**Stated problem A:**
Print a passage from the Woods v. Minister of Justice case report word for word. Begin at the words that have "ZIMBABWE SUPREME COURT" and stop after "freedoms of individual.".
**Stated problem B:**
Proceed with the Woods v. Minister of Justice case report from the point where it stops.

**Page excerpt:**
────────────────────────────────────────

Woods and Others v. Minister of Justice, Legal and Parlementary Affairs and Others

WOODS AND OTHERS v MINISTER OF JUSTICE, LEGAL AND PARLIAMENTARY AFFAIRS AND OTHERS 1995 (1) SA 703 (ZS)
ZIMBABWE SUPREME COURT
GUBBAY CJ, McNALLY JA, KORSAH JA, EBRAHIM JA and MUCHECHETERE JA JA
1994 July 28; September 12
Case No SC 124/94

Flynote

Constitutional law - Human rights - Fundamental rights in terms of chap III of Constitution of Zimbabwe - Right to freedom of expression in terms of s 20(1) of Constitution - Limitation on such right in terms of s 20(2)(a) of Constitution Determination of what is reasonable and justifiable in a democratic society - No legal yardstick therefor other than that reasonableness of provision under attack to be adjudged on whether it arbitrarily or excessively invades enjoyment of guaranteed right according to standards of a society having proper respect for rights and freedoms of individual.

────────────────────────────────────────

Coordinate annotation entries
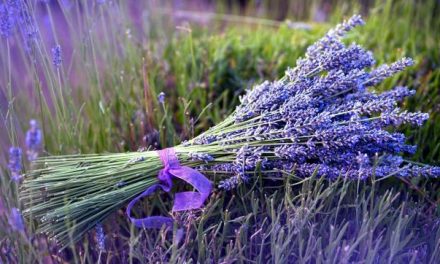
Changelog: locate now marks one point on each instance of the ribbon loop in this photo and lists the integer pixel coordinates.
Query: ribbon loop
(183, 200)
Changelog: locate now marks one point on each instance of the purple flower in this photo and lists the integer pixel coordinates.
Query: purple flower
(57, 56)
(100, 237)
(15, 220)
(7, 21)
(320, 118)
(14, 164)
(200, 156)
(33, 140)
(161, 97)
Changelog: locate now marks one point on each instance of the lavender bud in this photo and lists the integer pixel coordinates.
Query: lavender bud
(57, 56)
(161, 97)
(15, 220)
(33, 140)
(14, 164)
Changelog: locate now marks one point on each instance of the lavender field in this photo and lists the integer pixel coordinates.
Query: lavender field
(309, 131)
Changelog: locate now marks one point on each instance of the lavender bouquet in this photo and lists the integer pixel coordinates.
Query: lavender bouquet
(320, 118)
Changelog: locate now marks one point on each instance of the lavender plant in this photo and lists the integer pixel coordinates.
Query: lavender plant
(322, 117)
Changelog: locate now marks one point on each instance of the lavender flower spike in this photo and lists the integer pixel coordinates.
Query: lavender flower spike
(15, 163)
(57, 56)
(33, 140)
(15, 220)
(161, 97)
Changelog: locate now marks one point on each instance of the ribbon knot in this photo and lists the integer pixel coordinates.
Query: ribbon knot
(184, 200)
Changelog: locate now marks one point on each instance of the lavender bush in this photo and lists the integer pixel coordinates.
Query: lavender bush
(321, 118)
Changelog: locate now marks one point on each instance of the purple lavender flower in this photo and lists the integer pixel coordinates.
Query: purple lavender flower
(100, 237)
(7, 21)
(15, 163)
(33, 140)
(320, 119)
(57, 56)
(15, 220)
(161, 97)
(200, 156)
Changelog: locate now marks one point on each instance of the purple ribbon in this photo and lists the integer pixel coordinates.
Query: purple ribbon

────────────────────────────────────────

**Task result A:**
ZIMBABWE SUPREME COURT
GUBBAY CJ, McNALLY JA, KORSAH JA, EBRAHIM JA and MUCHECHETERE JA JA
1994 July 28; September 12
Case No SC 124/94

Flynote

Constitutional law - Human rights - Fundamental rights in terms of chap III of Constitution of Zimbabwe - Right to freedom of expression in terms of s 20(1) of Constitution - Limitation on such right in terms of s 20(2)(a) of Constitution Determination of what is reasonable and justifiable in a democratic society - No legal yardstick therefor other than that reasonableness of provision under attack to be adjudged on whether it arbitrarily or excessively invades enjoyment of guaranteed right according to standards of a society having proper respect for rights and freedoms of individual.

**Task result B:**
Constitutional law - Human rights - Fundamental rights in terms of chap III of Constitution of Zimbabwe - Right to freedom of expression in terms of s 20(1) of Constitution - Provisions of s 141(1)(a) of Prison Regulations 1956 (Z) permitting class D prisoners, as of right, to write and receive only one letter every four weeks - Prisoner not by reason of his crime losing all basic rights - He retains all rights of free citizen save those expressly or impliedly withdrawn by law or those inconsistent with legitimate penological objectives - Restrictions on prisoner's personal correspondence under s 141(1) (a) of regulations not justifiable solely as a feature inherent or implicit in condition of penal incarceration and legal status of prisoner - Validity of restrictions dependent upon whether they fall within ambit of s 20(2) (a) of Constitution - Provisions of s 141 (1) (a) of regulations unnecessarily broad and lacking quality of reasonableness - Reasons for set out - Section 141(1)(a) of regulations accordingly declared ultra vires s 20 of Constitution.

Headnote

Section 20(1) of the Constitution of Zimbabwe guarantees a person's freedom of expression, which embodies freedom from interference with correspondence, but s 20(2)(a) permits the enactment of a law, or anything done under the authority thereof, which derogates from the right to freedom of expression in the interests of public safety or public order, to an extent which is reasonably justifiable in a democratic society. What is reasonably justifiable in a democratic society is an elusive concept. It is one that defies precise definition by the Courts. There is no legal yardstick, save that the quality of reasonableness of the provision under attack is to be adjudged on whether it arbitrarily or excessively invades the enjoyment of the guaranteed right according to the standards of a society that has proper respect for the rights and freedoms of the individual. (At 706D/E-F, read with 704G/H and 706B-B/C.)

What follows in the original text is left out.